## Texto para leer
_ _ _ _ _ _ _

Lecturas
Antonio Maceo ha regresado a Cuba. Tuvo que vencer, antes de decidirse a hacerlo, mil escrúpulos y remilgos. ¿Solicitar él un pasaporte español? ¿Volver como un hombre de paz y concordia cuando lo que quiere es la guerra?, piensa una y otra vez, pero le llegan, cada vez con más insistencia, noticias de que crece en Cuba la agitación revolucionaria y hasta rumores de una insurrección posible. Sopesa los pro y los contra y decide intentar lo que no hizo desde que salió de la manigua en 1878: volver, conocer en el terreno la opinión de sus compatriotas y, si le es factible, alzarse en armas. Es un trago muy duro para él ese regreso al amparo de la bandera española, pero ¿de qué otra forma puede palpar mejor el sentir del país que haciéndolo por sí mismo? Su regreso sería provechoso de cualquier manera. Estando aquí, si la situación le era propicia, podría iniciar la guerra sin necesidad de organizar una expedición que lo trajera desde el exterior, lo que costaría tiempo y dinero. Si no podía alzarse, la organización que vertebraría a lo largo de la Isla sería, llegado el momento, un factor importante en el reinicio de las hostilidades.

_ _ _ _ _ _ _

## Extracto de datos
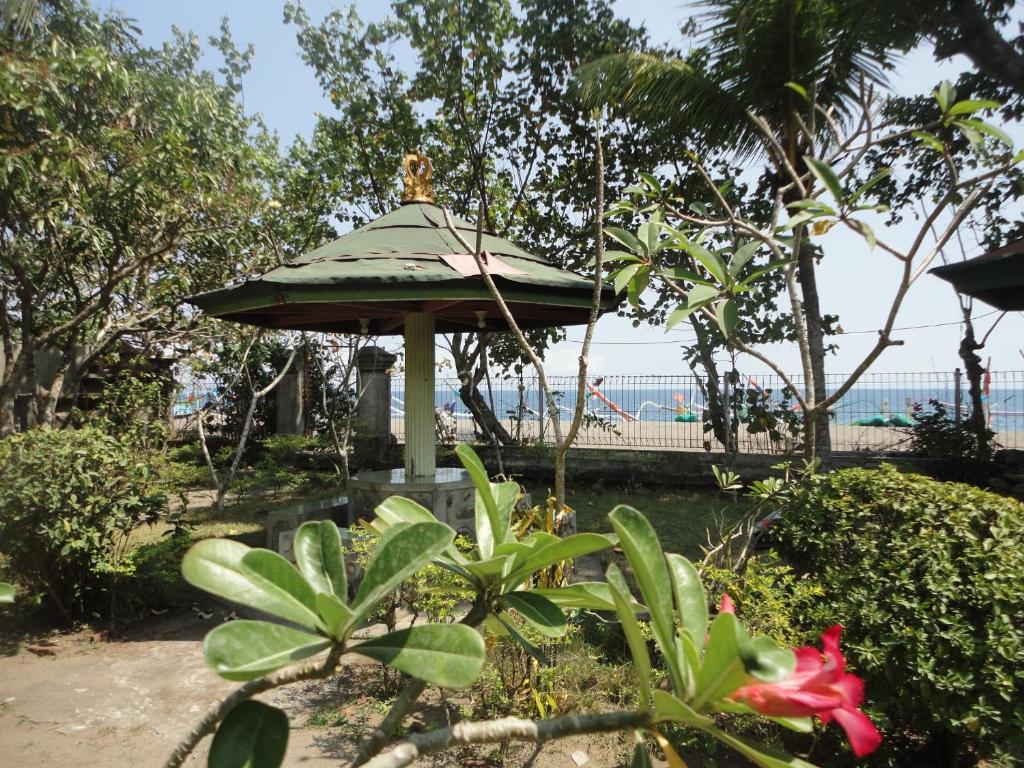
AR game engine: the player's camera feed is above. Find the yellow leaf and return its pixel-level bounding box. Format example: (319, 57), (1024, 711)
(811, 219), (836, 234)
(651, 731), (687, 768)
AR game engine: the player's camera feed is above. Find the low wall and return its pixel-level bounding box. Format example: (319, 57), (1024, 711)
(388, 445), (942, 486)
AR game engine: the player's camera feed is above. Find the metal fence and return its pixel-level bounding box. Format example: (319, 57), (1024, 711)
(391, 371), (1024, 454)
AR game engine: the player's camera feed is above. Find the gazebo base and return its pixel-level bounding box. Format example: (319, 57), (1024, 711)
(348, 467), (475, 536)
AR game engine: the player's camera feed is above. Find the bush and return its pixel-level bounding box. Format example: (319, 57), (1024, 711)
(779, 465), (1024, 765)
(0, 427), (166, 622)
(118, 534), (200, 614)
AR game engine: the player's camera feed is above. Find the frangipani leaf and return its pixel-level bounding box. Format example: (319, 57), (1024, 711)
(203, 618), (331, 680)
(506, 534), (611, 584)
(607, 565), (650, 710)
(181, 539), (321, 629)
(351, 624), (486, 688)
(608, 505), (684, 690)
(351, 521), (455, 626)
(530, 582), (618, 610)
(207, 698), (288, 768)
(665, 553), (708, 648)
(316, 592), (352, 640)
(502, 592), (567, 638)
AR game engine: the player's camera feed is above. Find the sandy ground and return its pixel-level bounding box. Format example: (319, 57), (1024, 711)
(0, 605), (651, 768)
(405, 416), (1024, 454)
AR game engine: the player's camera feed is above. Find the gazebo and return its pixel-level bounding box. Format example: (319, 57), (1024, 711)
(929, 240), (1024, 312)
(189, 154), (615, 528)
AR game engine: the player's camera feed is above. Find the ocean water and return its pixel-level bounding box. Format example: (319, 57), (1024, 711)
(392, 376), (1024, 432)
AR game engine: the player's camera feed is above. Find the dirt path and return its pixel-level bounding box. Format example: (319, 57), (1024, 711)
(0, 605), (638, 768)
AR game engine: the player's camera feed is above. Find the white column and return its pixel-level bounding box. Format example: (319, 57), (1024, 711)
(406, 312), (437, 477)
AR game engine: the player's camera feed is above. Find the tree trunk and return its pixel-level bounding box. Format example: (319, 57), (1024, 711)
(959, 306), (988, 459)
(690, 314), (729, 447)
(452, 334), (515, 445)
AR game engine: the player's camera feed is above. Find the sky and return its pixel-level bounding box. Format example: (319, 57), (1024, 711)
(105, 0), (1024, 376)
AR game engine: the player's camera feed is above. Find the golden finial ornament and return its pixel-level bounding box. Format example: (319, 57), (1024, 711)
(401, 152), (434, 203)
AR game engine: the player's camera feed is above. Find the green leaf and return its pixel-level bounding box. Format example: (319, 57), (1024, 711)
(729, 240), (761, 279)
(785, 82), (810, 101)
(207, 699), (288, 768)
(665, 552), (708, 648)
(715, 299), (739, 339)
(743, 260), (794, 286)
(601, 251), (642, 264)
(606, 565), (650, 710)
(203, 618), (331, 680)
(686, 286), (719, 307)
(637, 221), (662, 256)
(703, 726), (815, 768)
(953, 120), (1014, 150)
(630, 739), (653, 768)
(242, 549), (321, 629)
(612, 264), (643, 294)
(637, 171), (662, 196)
(455, 442), (508, 559)
(804, 155), (843, 204)
(850, 168), (892, 205)
(847, 219), (879, 248)
(910, 131), (946, 154)
(692, 613), (749, 710)
(932, 80), (956, 113)
(530, 582), (615, 610)
(351, 624), (486, 688)
(946, 98), (1002, 115)
(351, 522), (455, 626)
(293, 520), (348, 602)
(502, 592), (567, 637)
(473, 480), (519, 559)
(665, 304), (700, 333)
(604, 226), (643, 254)
(657, 266), (712, 286)
(676, 234), (727, 285)
(608, 505), (685, 691)
(693, 613), (797, 709)
(652, 689), (713, 727)
(498, 613), (551, 667)
(316, 592), (352, 640)
(181, 539), (321, 629)
(504, 534), (611, 584)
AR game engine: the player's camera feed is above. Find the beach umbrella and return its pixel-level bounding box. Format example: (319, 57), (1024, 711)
(188, 154), (615, 476)
(930, 240), (1024, 311)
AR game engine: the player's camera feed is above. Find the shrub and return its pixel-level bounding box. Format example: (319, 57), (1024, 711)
(910, 400), (996, 485)
(118, 534), (199, 615)
(0, 427), (166, 621)
(779, 465), (1024, 765)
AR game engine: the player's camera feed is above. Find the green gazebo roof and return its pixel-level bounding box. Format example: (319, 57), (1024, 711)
(930, 240), (1024, 311)
(189, 203), (615, 335)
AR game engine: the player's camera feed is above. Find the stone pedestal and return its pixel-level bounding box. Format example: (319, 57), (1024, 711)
(355, 347), (398, 463)
(348, 467), (476, 537)
(275, 359), (306, 434)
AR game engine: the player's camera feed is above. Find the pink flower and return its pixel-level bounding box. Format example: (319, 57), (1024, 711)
(722, 630), (882, 757)
(718, 592), (736, 613)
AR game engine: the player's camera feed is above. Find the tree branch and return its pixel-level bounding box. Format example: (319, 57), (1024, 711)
(367, 712), (653, 768)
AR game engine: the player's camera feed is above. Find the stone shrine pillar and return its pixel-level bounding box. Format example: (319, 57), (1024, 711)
(355, 346), (398, 463)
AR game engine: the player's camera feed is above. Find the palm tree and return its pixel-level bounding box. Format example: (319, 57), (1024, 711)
(577, 0), (905, 459)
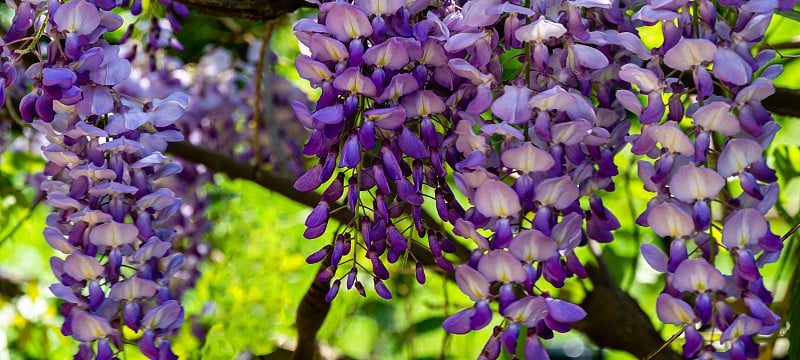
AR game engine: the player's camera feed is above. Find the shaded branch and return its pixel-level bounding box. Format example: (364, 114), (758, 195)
(180, 0), (313, 20)
(167, 142), (680, 360)
(763, 88), (800, 118)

_ _ _ _ _ _ _

Según el texto sobre el regreso de Antonio Maceo a Cuba, ¿en qué año salió él de la manigua?

## Solución
En 1878.